**WHAT YOU NEED TO DO**
Return all of the material, keeping each line exactly as it is.

**TASK INPUT**
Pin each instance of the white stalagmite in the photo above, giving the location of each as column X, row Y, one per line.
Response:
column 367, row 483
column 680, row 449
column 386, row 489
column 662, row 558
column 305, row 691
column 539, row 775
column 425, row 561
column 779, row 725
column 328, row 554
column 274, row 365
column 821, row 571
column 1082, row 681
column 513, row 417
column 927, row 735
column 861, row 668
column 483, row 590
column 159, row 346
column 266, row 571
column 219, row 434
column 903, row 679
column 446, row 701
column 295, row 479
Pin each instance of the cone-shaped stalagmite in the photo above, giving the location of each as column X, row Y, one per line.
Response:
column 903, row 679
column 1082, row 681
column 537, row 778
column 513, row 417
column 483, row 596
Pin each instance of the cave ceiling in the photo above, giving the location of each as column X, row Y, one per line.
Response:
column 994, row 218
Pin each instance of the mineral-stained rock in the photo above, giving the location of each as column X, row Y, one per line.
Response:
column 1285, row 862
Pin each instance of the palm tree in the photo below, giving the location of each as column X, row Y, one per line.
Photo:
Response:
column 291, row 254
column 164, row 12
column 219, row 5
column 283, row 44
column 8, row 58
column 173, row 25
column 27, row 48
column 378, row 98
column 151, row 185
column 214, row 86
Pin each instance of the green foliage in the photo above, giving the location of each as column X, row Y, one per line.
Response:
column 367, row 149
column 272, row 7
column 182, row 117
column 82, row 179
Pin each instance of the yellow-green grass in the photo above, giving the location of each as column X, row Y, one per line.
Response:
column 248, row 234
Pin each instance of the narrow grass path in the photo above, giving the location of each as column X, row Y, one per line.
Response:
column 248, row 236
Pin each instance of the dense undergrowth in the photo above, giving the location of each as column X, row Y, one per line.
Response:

**FINAL ANSWER**
Pin each instance of the white stalagmite in the photo above, giving the location of each as column X, row Y, one per line.
Response:
column 367, row 483
column 680, row 449
column 386, row 489
column 662, row 558
column 305, row 691
column 539, row 775
column 425, row 561
column 779, row 725
column 328, row 554
column 274, row 365
column 821, row 571
column 1082, row 681
column 513, row 417
column 927, row 735
column 861, row 668
column 483, row 590
column 159, row 346
column 266, row 571
column 219, row 434
column 903, row 679
column 446, row 701
column 295, row 479
Pin each instance of the cone-shaped stalagmite in the photo above, giving the location of each as column X, row Y, one per line.
Response:
column 903, row 679
column 1082, row 681
column 537, row 778
column 513, row 417
column 483, row 596
Pin each instance of the cave ceiling in the photo above, giving the location of each as column X, row Y, one per line.
Response:
column 994, row 218
Pin each instance of the mineral-stained rock in the photo above, giving the location of each as column X, row Y, one per line.
Response:
column 1285, row 862
Pin each instance of the palm tree in the photo below, giving the location of each as column X, row Y, one per line.
Photo:
Response:
column 291, row 254
column 164, row 12
column 219, row 5
column 283, row 44
column 8, row 58
column 173, row 25
column 27, row 48
column 378, row 98
column 151, row 185
column 214, row 86
Pin each instance of the green foliage in the photo above, giving the location of each as column X, row Y, one per line.
Response:
column 367, row 149
column 272, row 7
column 182, row 117
column 82, row 179
Pin each instance of the yellow-green grass in the photo above, giving the location of each as column X, row Y, one per line.
Response:
column 248, row 234
Pin each instance of the narrow grass path in the photo above, giving the location of each as column X, row Y, one per line.
Response:
column 248, row 236
Pin each instance of the dense undergrowth in the photo above, giving the location of each as column X, row Y, one per line.
Response:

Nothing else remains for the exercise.